PROBLEM REQUIREMENTS → Work out how many lines below hold the string "instance" and state only that figure.

Data records:
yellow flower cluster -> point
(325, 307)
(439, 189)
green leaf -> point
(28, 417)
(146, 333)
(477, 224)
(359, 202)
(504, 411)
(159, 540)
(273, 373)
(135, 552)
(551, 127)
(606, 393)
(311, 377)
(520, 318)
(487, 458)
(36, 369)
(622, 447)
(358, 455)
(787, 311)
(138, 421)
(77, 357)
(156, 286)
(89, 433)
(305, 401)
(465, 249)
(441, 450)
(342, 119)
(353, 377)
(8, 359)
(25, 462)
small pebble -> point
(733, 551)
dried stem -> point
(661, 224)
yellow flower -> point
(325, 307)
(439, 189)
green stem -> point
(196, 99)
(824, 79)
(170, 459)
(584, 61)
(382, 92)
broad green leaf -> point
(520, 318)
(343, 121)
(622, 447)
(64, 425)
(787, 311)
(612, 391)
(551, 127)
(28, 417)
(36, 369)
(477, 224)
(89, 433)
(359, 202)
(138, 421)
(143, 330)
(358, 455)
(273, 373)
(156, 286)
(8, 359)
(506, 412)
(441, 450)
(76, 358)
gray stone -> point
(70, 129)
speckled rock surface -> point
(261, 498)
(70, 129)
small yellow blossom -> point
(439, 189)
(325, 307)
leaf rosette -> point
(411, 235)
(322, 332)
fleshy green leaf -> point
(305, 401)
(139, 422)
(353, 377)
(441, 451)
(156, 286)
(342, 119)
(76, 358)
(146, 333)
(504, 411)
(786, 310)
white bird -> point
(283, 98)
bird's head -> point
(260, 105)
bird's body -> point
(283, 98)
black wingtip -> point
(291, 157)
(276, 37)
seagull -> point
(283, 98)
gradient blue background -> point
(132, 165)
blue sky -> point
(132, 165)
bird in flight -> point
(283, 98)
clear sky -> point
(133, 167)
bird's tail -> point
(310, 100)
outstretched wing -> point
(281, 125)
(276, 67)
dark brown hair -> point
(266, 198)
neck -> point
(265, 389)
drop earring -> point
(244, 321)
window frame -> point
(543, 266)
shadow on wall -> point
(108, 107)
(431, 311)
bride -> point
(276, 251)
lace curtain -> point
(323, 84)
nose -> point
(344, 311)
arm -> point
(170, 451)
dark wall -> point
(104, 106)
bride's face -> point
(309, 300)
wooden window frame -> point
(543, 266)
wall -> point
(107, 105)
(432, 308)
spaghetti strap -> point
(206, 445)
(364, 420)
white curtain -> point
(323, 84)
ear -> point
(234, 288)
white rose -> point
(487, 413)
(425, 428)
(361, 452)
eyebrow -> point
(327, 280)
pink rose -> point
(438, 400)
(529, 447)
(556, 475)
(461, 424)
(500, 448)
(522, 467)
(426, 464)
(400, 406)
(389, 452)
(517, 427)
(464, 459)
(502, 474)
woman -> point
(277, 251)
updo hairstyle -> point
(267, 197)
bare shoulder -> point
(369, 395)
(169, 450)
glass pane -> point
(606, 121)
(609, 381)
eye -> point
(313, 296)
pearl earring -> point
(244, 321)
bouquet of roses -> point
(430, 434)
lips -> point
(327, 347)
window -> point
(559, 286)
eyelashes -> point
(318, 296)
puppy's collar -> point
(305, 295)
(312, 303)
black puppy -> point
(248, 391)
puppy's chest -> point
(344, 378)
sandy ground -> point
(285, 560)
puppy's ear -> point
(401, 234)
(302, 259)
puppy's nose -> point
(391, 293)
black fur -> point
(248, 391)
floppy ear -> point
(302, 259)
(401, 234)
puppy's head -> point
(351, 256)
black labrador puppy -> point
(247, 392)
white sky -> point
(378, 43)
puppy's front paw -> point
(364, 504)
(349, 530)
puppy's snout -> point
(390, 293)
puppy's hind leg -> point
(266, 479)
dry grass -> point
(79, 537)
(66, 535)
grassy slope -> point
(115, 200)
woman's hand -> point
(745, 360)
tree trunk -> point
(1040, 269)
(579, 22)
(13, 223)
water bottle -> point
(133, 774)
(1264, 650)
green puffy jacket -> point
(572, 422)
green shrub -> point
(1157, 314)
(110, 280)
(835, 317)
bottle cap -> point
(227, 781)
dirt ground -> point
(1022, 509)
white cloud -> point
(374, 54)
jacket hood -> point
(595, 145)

--

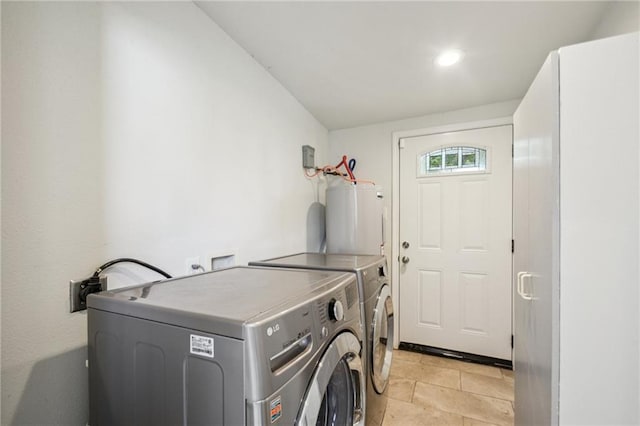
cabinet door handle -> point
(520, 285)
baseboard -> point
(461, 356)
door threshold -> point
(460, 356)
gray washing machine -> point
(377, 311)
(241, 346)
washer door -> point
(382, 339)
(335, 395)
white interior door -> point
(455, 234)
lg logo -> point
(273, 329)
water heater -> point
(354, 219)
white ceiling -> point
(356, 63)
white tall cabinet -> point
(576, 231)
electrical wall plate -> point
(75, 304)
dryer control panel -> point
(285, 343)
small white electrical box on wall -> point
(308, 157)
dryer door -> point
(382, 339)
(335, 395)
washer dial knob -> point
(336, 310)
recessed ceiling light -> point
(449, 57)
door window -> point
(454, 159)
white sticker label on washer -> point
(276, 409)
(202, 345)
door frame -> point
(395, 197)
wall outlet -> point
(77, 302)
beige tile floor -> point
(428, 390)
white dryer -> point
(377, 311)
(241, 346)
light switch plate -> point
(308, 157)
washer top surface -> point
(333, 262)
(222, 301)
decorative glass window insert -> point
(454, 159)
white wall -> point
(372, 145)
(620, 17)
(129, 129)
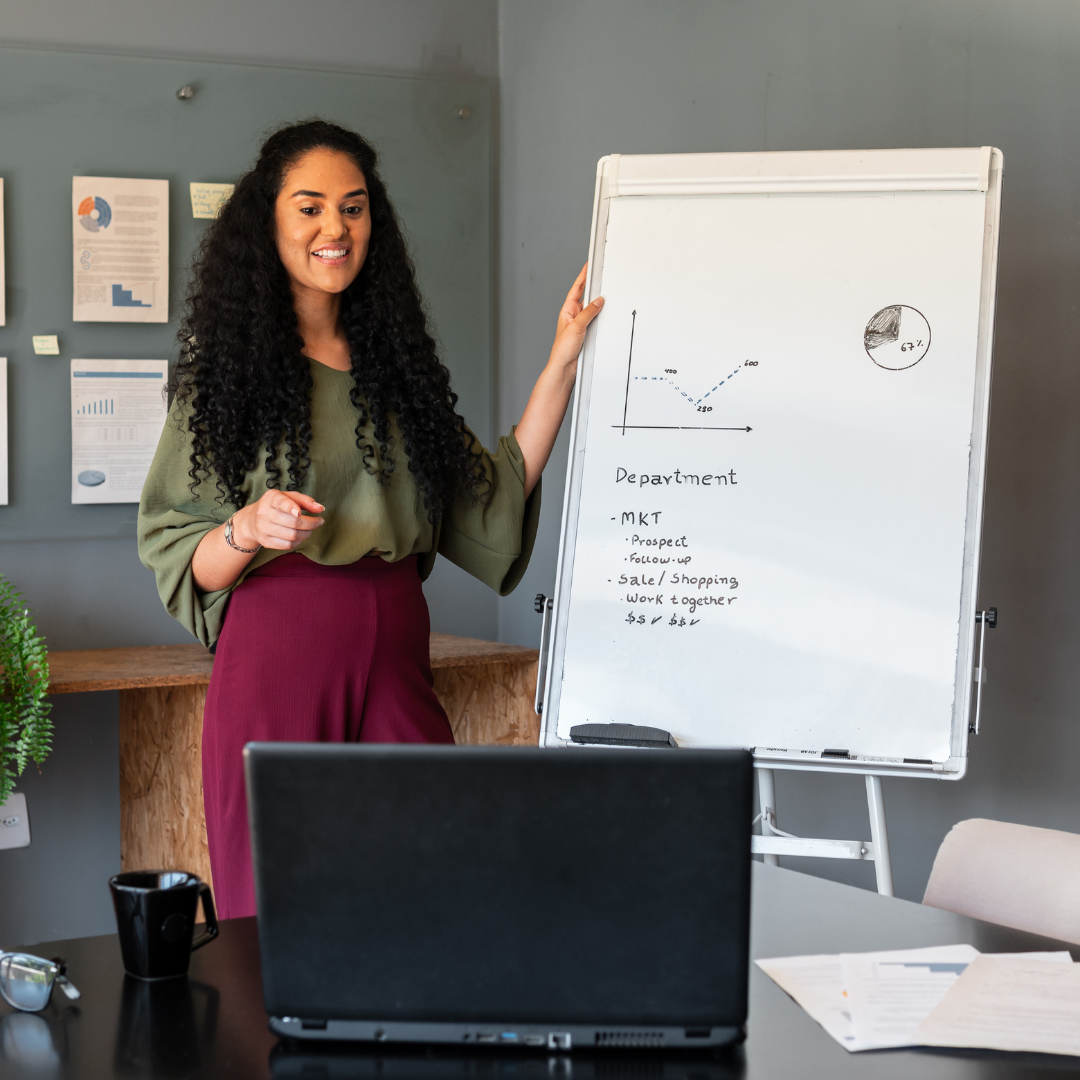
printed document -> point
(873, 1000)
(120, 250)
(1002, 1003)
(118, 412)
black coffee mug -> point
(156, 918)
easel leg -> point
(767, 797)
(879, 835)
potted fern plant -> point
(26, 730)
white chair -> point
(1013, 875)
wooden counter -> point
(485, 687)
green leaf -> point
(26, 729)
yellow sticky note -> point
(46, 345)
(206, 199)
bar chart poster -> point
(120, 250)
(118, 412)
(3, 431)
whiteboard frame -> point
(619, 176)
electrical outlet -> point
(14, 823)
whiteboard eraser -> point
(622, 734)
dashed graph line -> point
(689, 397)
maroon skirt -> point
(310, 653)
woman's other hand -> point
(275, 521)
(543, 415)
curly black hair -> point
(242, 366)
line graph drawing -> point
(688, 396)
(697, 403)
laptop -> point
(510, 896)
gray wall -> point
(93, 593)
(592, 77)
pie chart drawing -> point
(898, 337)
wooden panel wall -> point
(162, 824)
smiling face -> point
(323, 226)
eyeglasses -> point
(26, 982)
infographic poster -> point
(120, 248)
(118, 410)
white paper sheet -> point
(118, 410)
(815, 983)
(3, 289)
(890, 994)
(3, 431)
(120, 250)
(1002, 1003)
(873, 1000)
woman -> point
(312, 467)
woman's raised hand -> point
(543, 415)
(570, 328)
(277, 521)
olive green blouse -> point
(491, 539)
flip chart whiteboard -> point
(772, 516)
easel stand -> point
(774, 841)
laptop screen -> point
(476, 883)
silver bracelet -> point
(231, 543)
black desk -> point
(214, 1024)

* * *

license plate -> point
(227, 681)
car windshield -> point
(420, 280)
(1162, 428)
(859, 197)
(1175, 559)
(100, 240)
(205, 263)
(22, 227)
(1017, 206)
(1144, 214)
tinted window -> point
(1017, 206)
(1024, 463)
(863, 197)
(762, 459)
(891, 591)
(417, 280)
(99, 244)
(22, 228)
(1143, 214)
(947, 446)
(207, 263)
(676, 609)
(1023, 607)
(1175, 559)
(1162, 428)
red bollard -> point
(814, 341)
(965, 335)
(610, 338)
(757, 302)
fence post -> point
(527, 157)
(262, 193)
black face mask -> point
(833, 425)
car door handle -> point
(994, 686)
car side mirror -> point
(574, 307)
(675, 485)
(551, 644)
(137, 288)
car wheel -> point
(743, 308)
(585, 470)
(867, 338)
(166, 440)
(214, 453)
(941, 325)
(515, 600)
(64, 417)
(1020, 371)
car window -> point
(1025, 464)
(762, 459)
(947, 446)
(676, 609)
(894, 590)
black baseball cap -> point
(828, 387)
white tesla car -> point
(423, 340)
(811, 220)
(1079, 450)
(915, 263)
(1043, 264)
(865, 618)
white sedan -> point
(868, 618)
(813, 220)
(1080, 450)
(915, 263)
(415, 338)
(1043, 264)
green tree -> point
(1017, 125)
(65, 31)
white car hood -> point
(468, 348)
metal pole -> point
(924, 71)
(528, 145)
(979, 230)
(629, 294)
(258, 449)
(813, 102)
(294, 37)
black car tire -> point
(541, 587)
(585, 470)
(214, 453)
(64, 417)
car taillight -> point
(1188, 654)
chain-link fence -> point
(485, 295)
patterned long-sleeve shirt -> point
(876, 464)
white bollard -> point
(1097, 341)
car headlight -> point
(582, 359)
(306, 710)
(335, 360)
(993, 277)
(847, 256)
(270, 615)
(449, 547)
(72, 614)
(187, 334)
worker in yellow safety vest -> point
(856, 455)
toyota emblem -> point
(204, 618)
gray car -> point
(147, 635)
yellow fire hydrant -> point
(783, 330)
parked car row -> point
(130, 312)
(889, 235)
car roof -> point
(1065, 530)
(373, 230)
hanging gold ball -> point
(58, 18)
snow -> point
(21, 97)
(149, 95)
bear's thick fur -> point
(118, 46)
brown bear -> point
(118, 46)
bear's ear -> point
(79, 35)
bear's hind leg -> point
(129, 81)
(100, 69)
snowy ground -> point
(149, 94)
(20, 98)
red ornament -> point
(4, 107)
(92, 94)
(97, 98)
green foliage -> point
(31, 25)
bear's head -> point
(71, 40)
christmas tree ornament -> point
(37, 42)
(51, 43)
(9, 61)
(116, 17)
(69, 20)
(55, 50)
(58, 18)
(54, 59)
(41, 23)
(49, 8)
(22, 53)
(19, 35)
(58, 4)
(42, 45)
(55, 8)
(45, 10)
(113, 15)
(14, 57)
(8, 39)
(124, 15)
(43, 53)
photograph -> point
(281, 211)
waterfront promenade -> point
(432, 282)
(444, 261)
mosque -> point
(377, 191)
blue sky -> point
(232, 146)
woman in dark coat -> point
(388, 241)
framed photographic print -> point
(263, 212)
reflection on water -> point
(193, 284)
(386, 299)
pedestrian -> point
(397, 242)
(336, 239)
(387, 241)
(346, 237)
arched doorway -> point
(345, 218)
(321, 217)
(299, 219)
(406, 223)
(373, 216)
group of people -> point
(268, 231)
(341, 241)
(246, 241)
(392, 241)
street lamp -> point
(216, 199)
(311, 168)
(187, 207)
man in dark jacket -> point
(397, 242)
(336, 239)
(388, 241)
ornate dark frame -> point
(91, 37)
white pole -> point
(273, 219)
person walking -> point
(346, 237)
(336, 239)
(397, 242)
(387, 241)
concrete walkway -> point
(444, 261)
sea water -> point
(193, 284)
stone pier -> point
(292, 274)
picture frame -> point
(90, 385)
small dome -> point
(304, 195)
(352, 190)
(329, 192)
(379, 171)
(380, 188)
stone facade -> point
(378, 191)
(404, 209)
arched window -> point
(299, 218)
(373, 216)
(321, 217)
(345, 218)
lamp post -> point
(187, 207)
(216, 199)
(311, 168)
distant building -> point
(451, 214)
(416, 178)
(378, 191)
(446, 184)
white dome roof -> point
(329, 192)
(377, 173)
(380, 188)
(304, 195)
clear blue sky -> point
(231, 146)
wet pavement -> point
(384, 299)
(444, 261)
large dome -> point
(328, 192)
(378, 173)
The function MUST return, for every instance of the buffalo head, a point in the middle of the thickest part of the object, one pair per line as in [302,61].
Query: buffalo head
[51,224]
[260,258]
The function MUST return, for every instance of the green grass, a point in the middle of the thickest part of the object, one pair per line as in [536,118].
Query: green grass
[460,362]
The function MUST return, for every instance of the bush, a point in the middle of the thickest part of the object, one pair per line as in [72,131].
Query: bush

ANSWER AREA → 3